> Problem requirements
Reproduce the lines starting at the one that contains "mark the region of every instance of the turquoise" and ending at the last line, substituting "nonzero" for "even-odd" and leaving everything else unchanged.

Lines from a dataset
-- Begin --

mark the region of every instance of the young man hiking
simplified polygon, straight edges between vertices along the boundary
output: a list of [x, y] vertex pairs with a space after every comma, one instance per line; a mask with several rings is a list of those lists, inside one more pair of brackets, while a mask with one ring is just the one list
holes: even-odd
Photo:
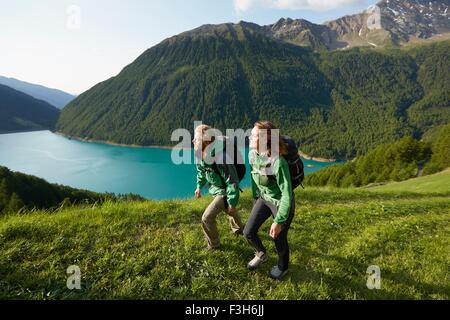
[[[231, 230], [242, 235], [244, 225], [236, 209], [239, 201], [239, 175], [233, 160], [228, 157], [226, 138], [215, 137], [214, 129], [201, 125], [195, 129], [193, 140], [197, 164], [197, 190], [195, 197], [201, 197], [201, 189], [209, 184], [209, 193], [214, 196], [202, 216], [202, 227], [208, 242], [208, 250], [220, 247], [217, 230], [217, 216], [224, 211], [229, 216]], [[222, 161], [219, 161], [222, 159]]]

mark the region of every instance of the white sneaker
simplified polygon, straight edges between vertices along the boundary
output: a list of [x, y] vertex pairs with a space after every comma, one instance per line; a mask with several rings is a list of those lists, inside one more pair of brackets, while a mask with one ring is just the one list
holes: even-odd
[[266, 262], [268, 260], [267, 253], [264, 252], [257, 252], [255, 254], [255, 257], [247, 264], [247, 268], [249, 270], [255, 270], [257, 269], [261, 264]]

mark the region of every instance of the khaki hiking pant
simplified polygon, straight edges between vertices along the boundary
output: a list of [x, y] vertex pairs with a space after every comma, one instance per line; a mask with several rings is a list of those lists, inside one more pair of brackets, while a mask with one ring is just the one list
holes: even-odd
[[239, 213], [236, 212], [232, 216], [225, 210], [225, 197], [216, 196], [211, 204], [206, 208], [202, 217], [202, 227], [208, 241], [208, 248], [215, 249], [220, 246], [220, 237], [217, 230], [217, 216], [219, 213], [225, 212], [229, 216], [231, 230], [234, 234], [239, 234], [243, 231], [244, 224], [242, 223]]

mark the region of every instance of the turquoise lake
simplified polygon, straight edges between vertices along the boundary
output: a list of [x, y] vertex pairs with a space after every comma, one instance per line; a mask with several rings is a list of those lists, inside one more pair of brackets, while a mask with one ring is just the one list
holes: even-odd
[[[187, 151], [190, 152], [190, 151]], [[70, 140], [50, 131], [0, 135], [0, 165], [51, 183], [148, 199], [192, 197], [195, 164], [175, 165], [172, 150]], [[332, 163], [305, 160], [307, 173]], [[249, 175], [244, 188], [250, 186]]]

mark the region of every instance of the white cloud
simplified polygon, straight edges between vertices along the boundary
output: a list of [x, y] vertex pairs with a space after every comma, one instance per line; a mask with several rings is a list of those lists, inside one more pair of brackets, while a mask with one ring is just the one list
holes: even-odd
[[285, 10], [329, 10], [362, 0], [234, 0], [236, 12], [242, 13], [254, 6]]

-- End --

> Task response
mark the region of every instance of the turquoise lake
simplified polygon, straight edges between vertices along the boundary
output: a list of [x, y] vertex pairs with a space after every comma, one instance per line; a mask with several rings is a list of those lists, inside one more pair of brackets, while a mask with one ring is just the one list
holes: nonzero
[[[187, 151], [190, 152], [190, 151]], [[70, 140], [50, 131], [0, 135], [0, 165], [51, 183], [148, 199], [192, 197], [195, 164], [175, 165], [172, 150]], [[332, 163], [305, 160], [307, 173]], [[249, 175], [244, 188], [250, 186]]]

mark the region of every instance of the white cloud
simplified polygon, straight edges between vertices along the boundary
output: a list of [x, y] vertex pairs with a space after every comma, one instance per line; a mask with several rings is a list of those lists, inside one more pair of brackets, while a mask with one ring is just the one list
holes: nonzero
[[285, 10], [329, 10], [362, 0], [234, 0], [236, 12], [242, 13], [254, 6]]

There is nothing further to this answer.